PROBLEM TO WORK ON: Carry on the passage below on sharded blockchain mining and the modified Green Proof-of-Work, picking up right after its last sentence.

EXCERPTED TEXT:

****

Using this design, the ratio of dishonest miners required to tamper with the ledger becomes $51/4 = 12.75\%$ while allowing asynchronous transaction processing. This is a great improvement but it is still not good enough to provide the same safety guarantees as Bitcoin does. We could use a single sector, however this would place greater strain on miners as they would have to validate 4 times the number of transactions before they emit a set of blocks. If we have 750kb blocks this would mean a miner has to validate $750kb \times 256 = 192mb$ of transaction data, hurting latency without providing concurrency to the system. With 4 sectors, we arrive at $750kb \times 64 = 48mb$ of transaction data which is written concurrently on each sector. Nodes listening to a single shard still require to process only 750kb of data. 

\section{Modified Green Proof-of-Work}
In order to further secure the system, we employ a modified variant of the Green Proof-of-Work model \cite{greenpow}. While also bringing the benefits of reducing the usual energy required for the mining process up to 50\%, we can leverage this model to artificially increase the hashpower required to tamper with a shard sector. In Green PoW, the mining process elapses in epochs, each consisting of two rounds. Each round represents a block appended to the chain. In the first round, all potential miners participate in finding a solution to the Proof-of-Work with the winner being elected to append the block in the first round. Then, all of the participants continue mining the same block until one or some of them find a solution. These miners are called runner-ups and are elected to mine the block in the second round. We can observe from this model that the hashpower required to append a second round block doubles as a potential attacker would have to mine the winning block from the first round along with the runnerup block. By using the same logic, we can increase the number of runnerup blocks required for a block to be mined in the second round from one to three. As such, we arrive at the same security properties as Bitcoin since we initially need 12.75\% of the hashpower to tamper with a sector and, by adjusting this parameter we increase the hashpower required to perform an attack to $12.75 \times 4 = 51\%$.

****

DATA LINES:
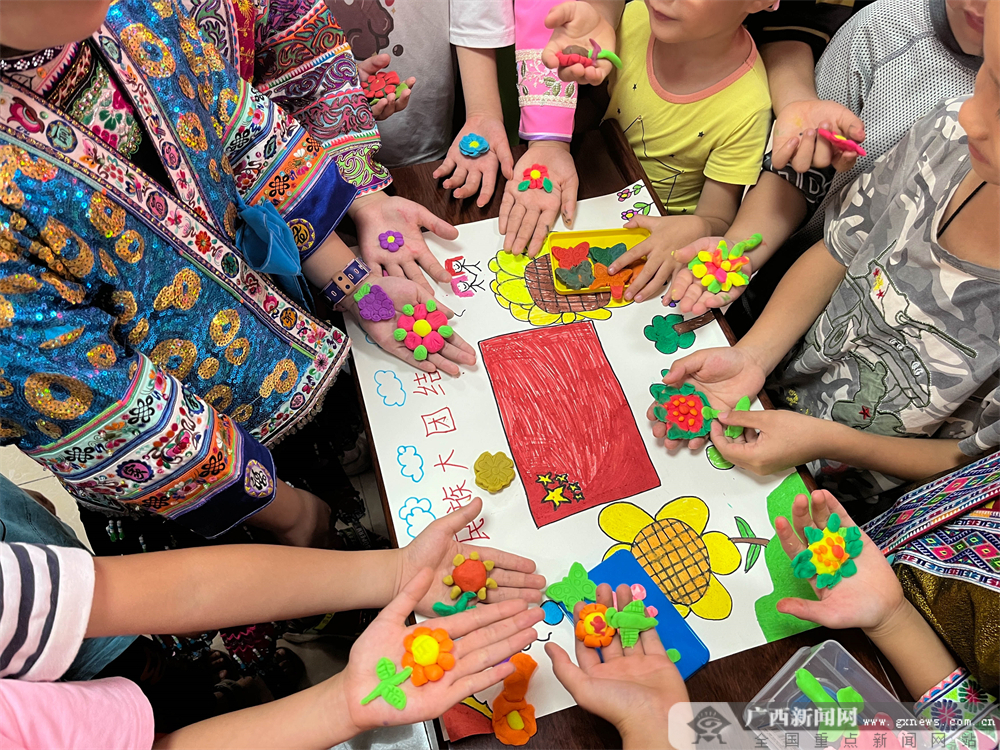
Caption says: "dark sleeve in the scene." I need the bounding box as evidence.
[746,0,874,60]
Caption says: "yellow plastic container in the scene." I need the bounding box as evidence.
[539,229,649,294]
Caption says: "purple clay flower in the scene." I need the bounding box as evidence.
[378,229,403,253]
[358,284,396,323]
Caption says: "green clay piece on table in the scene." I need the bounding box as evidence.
[588,242,628,268]
[649,383,712,440]
[361,656,413,711]
[605,599,659,648]
[545,563,597,612]
[596,49,622,68]
[354,284,372,302]
[726,396,750,438]
[792,513,864,589]
[556,260,594,289]
[431,591,477,617]
[705,445,735,471]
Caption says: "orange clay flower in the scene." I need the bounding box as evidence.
[403,628,455,687]
[576,604,615,648]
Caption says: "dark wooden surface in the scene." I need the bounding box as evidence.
[365,122,901,750]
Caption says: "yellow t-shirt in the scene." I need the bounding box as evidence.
[605,0,771,214]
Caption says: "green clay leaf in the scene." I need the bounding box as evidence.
[590,242,628,270]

****

ANSWER TO THIS PROBLEM:
\clearpage

\section{Sequenced Proof-of-Work}
We further employ a Sequenced Proof-of-Work model in order to secure the network against tampering by powerful adversaries with access to vast resources such as state actors and centralised mining pools. There are two types of Proof-of-Work algorithms: ASIC resistant and ASIC friendly algorithms. Each has drawbacks in this regard, with the ASIC resistant algorithms exposing the network to hashpower marketplace attacks while the network is young but increasing its security if many retail miners are participating and ASIC resistant algorithms being vulnerable to centralised mining pools and state actors with vast resources but otherwise protecting the network as actors investing in dedicated hardware are less likely to attack the network due to the large upfront investment on their part. As such, we will use each type of algorithm in sequence for each mining epoch. We further sequence the ASIC mining epoch with a different, deterministically random ASIC friendly algorithm, thus requiring attackers to own the majority of hashpower by means of different hardware. The algorithm used in the next epoch is determined by using Consistent Hashing on the hash of the previous block. As such, it is impossible to predict the next ASIC friendly algorithm in the sequence.

While eventually, there will be an ASIC created for all ASIC friendly algorithms, sequencing ASIC friendly algorithms using some algorithms that are already used along with ones which are not widely used will protect the network while it is still young. This also creates incentives for miners with outdated ASICs built for other networks to reuse that hardware for the benefit of our network.

\section{State Model}
In a sharded ledger, we have to think differently on how assets are controlled when compared to a single ledger. As we are following Bitcoin's model, each asset will be encoded as unspent outputs. As inter-shard transfers introduce great complexity to the system, they will not be possible. As such, fungible assets will be split equally across all shards. Purplecoins will be split equally by requiring each block to create a new coinbase output on a different shard in sequence. Another caveat is that in this model, one would often require to send a single transaction containing combined unspent outputs found on different shards. As such, these kind of transfers are by definition not atomic, and will partially settle at different times. Atomic transfers are possible only on single shards. 

Another problem is when new assets are encoded in the ledger, we need a way to safely partition them across all shards. Another problem arises in the case of non-fungible assets which could potentially be duplicated on different shards.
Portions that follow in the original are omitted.